=== What you are asked to do ===
Emit the data below verbatim, stripping out any pictures.

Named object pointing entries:
##############################
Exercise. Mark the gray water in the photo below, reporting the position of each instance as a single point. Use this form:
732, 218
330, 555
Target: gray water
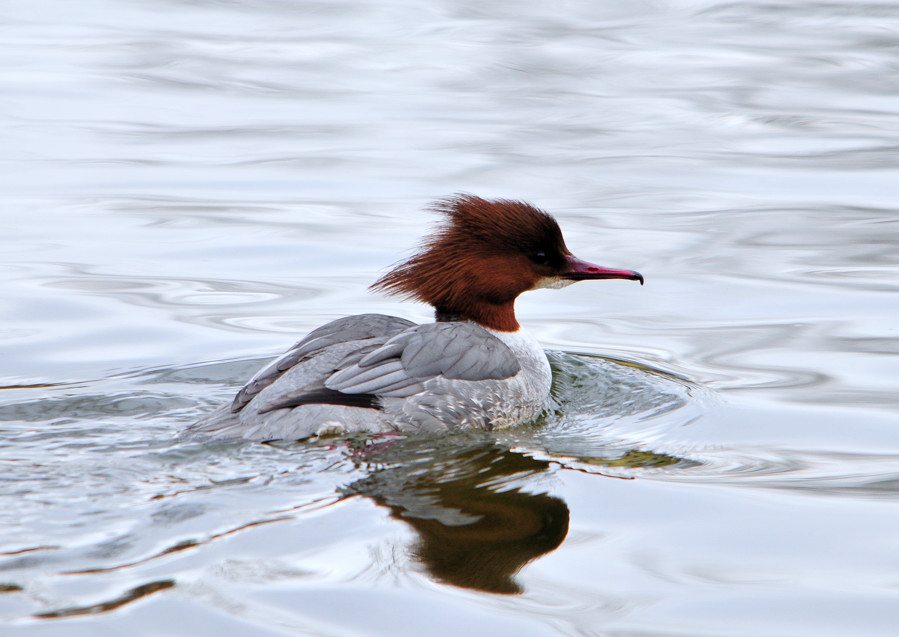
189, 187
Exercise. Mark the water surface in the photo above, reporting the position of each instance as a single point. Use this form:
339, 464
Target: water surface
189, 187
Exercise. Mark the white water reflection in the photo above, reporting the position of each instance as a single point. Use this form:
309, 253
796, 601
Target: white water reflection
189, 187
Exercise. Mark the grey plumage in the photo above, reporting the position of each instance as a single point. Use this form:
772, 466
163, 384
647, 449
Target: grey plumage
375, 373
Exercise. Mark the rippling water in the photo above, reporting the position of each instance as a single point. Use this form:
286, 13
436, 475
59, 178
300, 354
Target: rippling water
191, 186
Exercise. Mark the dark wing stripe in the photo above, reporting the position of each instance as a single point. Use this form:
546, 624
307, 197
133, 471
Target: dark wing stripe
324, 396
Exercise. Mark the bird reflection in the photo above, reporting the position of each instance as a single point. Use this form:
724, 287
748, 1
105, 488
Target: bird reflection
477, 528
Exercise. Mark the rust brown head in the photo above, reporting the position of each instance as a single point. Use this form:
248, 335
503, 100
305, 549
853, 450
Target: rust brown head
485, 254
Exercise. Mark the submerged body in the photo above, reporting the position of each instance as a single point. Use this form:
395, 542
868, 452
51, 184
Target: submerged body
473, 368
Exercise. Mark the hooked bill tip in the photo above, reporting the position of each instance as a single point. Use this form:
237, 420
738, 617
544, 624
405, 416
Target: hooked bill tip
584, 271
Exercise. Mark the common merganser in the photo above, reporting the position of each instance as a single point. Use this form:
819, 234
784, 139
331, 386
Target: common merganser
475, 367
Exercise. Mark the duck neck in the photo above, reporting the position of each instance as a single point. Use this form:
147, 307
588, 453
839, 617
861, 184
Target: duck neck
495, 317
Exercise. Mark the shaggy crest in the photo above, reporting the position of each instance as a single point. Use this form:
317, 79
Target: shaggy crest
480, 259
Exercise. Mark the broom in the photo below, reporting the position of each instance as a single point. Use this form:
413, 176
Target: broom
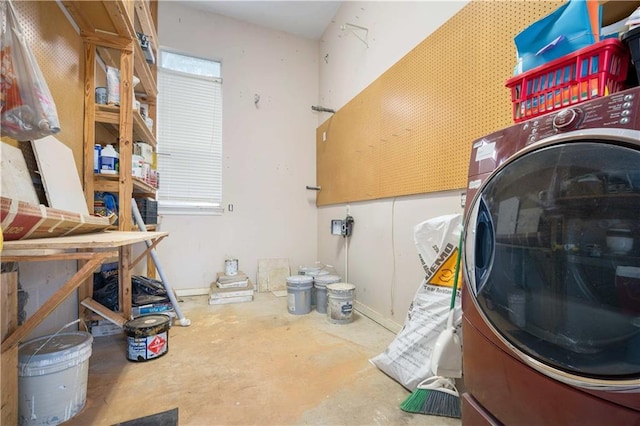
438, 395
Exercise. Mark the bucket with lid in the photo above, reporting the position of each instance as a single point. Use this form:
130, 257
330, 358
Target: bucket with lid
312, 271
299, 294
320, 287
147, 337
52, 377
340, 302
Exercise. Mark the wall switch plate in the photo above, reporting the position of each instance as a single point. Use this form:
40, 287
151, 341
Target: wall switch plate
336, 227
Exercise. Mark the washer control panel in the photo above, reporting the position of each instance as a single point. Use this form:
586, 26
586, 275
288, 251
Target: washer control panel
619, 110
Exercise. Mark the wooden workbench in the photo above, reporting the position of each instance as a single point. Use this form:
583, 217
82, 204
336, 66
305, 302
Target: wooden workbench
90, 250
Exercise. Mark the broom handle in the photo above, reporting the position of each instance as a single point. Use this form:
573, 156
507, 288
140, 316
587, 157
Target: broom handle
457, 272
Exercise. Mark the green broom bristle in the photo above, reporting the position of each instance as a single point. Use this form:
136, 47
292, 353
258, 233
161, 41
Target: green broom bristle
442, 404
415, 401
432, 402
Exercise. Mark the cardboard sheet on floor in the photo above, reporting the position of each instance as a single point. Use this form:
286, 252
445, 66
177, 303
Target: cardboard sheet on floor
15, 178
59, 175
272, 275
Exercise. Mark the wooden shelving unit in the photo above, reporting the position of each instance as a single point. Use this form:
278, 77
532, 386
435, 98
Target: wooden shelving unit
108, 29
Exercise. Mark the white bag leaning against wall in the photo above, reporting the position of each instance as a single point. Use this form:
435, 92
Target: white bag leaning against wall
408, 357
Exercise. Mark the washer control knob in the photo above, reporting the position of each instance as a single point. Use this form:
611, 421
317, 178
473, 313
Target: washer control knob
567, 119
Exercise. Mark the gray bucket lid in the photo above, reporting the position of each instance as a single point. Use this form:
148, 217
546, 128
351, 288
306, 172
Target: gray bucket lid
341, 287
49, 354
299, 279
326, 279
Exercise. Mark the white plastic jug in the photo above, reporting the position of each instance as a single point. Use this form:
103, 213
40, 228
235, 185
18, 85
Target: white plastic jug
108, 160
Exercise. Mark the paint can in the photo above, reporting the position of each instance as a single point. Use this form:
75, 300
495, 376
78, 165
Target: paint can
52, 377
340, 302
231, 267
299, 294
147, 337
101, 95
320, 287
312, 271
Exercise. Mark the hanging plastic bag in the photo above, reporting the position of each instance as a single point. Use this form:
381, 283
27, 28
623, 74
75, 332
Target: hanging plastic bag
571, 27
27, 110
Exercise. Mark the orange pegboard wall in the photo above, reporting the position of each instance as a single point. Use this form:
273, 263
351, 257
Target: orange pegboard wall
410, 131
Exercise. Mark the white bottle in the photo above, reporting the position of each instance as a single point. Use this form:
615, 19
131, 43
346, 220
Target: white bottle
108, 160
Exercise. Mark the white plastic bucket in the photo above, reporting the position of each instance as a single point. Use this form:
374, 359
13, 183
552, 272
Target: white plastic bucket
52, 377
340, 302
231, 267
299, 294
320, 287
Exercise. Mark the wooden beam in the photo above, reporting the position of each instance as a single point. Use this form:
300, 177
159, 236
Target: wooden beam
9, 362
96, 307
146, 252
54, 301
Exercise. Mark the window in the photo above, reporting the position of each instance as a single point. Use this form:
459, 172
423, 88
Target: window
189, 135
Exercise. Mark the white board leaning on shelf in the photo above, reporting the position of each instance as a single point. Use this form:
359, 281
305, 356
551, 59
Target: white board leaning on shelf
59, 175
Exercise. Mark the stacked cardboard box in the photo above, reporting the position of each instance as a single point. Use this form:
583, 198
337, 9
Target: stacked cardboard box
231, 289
##############################
=== Solution to this task ===
Exercise. Mark the gray water in the photo below, reporting the position of each instance as a single point. Use this form:
732, 218
330, 555
Target: gray water
189, 187
Exercise. Mark the water surface in the photo above, reporting the position of each instance as a single point. Use this form:
339, 464
Target: water surface
189, 187
Exercise. Mark the white water reflection in the photo above, reporting the position of each instance as a single point. Use this form:
309, 253
796, 601
Target: white water reflection
189, 187
Exercise. Mark the grey plumage in the photo above, reporting the position of each instance as a single point. Use this form:
772, 466
163, 384
647, 449
Target: grey plumage
375, 373
Exercise. Mark the rippling water in the photo above, reporting the position of each instance as a single point. Use this form:
286, 13
436, 475
59, 178
300, 354
Target: rippling water
191, 186
Exercise. Mark the dark wing stripe in the photo above, reporting the position of each instance as a single point. Use this form:
546, 624
307, 197
133, 471
Target: dark wing stripe
324, 396
Exercise. Mark the bird reflection in the photo above, reporting the position of each instance as a single point. Use this form:
724, 287
748, 1
105, 488
Target: bird reflection
477, 528
Exercise. Mark the rust brown head in the photo above, reporting the position of each instance as a single point. Use this form:
248, 335
503, 100
305, 549
853, 450
Target: rust brown head
485, 254
Exercise. Mark the submerged body in the photo above, reporting the position of each instance as a single point. Use this form:
395, 542
868, 452
51, 184
Target: submerged body
473, 368
Exercise. Mark the hooked bill tip in the photo above, reporting the position of each instance as a single point. Use this form:
237, 420
738, 617
544, 624
405, 416
Target: hooked bill tip
584, 271
Exercise. Mark the common merganser in the photo above, reporting the position of each instance as a single point. Use this form:
819, 234
784, 139
331, 386
Target: common merganser
475, 367
Exercise. Mark the duck neck in the photo above, reporting the position of each instance as a single point. Use this form:
147, 307
588, 453
839, 617
861, 184
Target: duck neck
495, 317
Exercise. Mark the shaggy crest in the photo above, reporting the position of each instance as a single point. Use this form:
317, 79
Target: shaggy crest
480, 259
Exercise. Mark the broom in the photo below, reporting the position of each instance as a single point. Use this form:
413, 176
Target: broom
438, 395
Exercise. Mark the bucket with lid in the photo above, reporting the position of each instance as a single point. Use this form:
130, 257
330, 358
Target: bucket with lid
312, 271
299, 294
320, 287
147, 337
52, 377
340, 302
Exercise. Mark the wall switch plate in the photo above, reporting the position of each instance as a single point. Use this form:
40, 287
151, 341
Target: wall switch plate
336, 227
Exercise. Mark the washer control panel in the photo above, reporting the position of each instance as a single point. Use this form:
586, 26
586, 275
288, 251
Target: washer control panel
619, 110
Exercise. Mark the wooden workbench in the photo above, reporting the position of each instance as a single point. Use this form:
583, 217
82, 204
336, 66
305, 302
Target: wooden workbench
90, 250
Exercise. Mark the broom handle in the photo above, reporting the position of each instance as a single point. Use this form:
573, 156
507, 288
140, 316
587, 157
Target: broom handle
457, 272
Exercise. Mark the green broom bristle in the photo above, reporting the position of each instance as a single point. Use this form:
136, 47
292, 353
258, 233
161, 41
Target: green broom bristle
442, 404
415, 401
432, 402
Exercise. Mark the cardboard sheet on floor in the photo above, reporting the position of each instance as a single point. Use this form:
286, 252
445, 66
177, 303
Target: cardboard sheet on floor
15, 178
59, 175
272, 275
Exercise. Mark the wooden shelving unit in the photo above, reporting the position of each instance as a single point. Use this form:
278, 77
532, 386
435, 98
Target: wooden shelving unit
108, 29
Exercise. Mark the white bag leaning against wall in the photo above, reporting the position of each instance as a single point. Use this form:
435, 92
Target: white bag leaning against wall
408, 357
Exercise. Mark the washer control knob in the photo above, reporting the position of each instance as a single point. Use this form:
611, 421
317, 178
473, 313
Target: washer control knob
567, 119
Exercise. Mark the gray bucket lid in the photo above, reporting the position of each instance as a single point. Use this form:
148, 217
546, 128
351, 288
306, 172
Target: gray bucket lid
341, 287
49, 354
299, 279
326, 279
Exercise. Mark the white plastic jug in the photo above, reporting the position of each instance as a single point. Use this form:
103, 213
40, 228
235, 185
18, 85
Target: white plastic jug
108, 160
Exercise. Mark the paint can in the photo above, reporting the position of each instance as a single point. Use this form:
75, 300
495, 376
78, 165
Target: paint can
52, 377
340, 302
231, 267
299, 294
147, 337
101, 95
320, 287
312, 271
Exercise. Mark the hanging plastic bag in the photo above, reporting the position of each instance as a single point. Use this form:
381, 283
27, 28
623, 74
75, 332
Target: hanging plastic bag
571, 27
27, 110
Exercise. Mark the orange pegboard wall in the photo above, reporting the position of each instance as a single point. Use this form:
273, 263
351, 257
Target: orange pegboard wall
410, 131
Exercise. Mark the white bottle in the photo above, reporting the position of each instance as a single point. Use this form:
615, 19
131, 43
346, 220
Target: white bottle
108, 160
Exercise. Mark the white plastic bucket in the photo above, reporting the position of each instance as a single point. Use this form:
374, 359
13, 183
552, 272
Target: white plastic bucket
52, 377
340, 302
231, 267
299, 294
320, 287
Exercise. Mark the wooden beam in the photo above, reporting the position of each instance as a single point. Use this form:
300, 177
159, 236
Target: wooden beam
9, 362
96, 307
146, 252
54, 301
Exercise. Mark the window in the photo above, reporting the position of each instance as a single point. Use this form:
459, 172
423, 88
Target: window
189, 135
Exercise. Mark the white board leaning on shelf in the photo above, reporting the position of each instance as a single point. Use this form:
359, 281
305, 356
551, 59
Target: white board leaning on shelf
59, 175
Exercise. Mark the stacked cardboard box in the photo above, reporting the position of each instance as a single point. Use this form:
583, 198
337, 9
Target: stacked cardboard box
231, 289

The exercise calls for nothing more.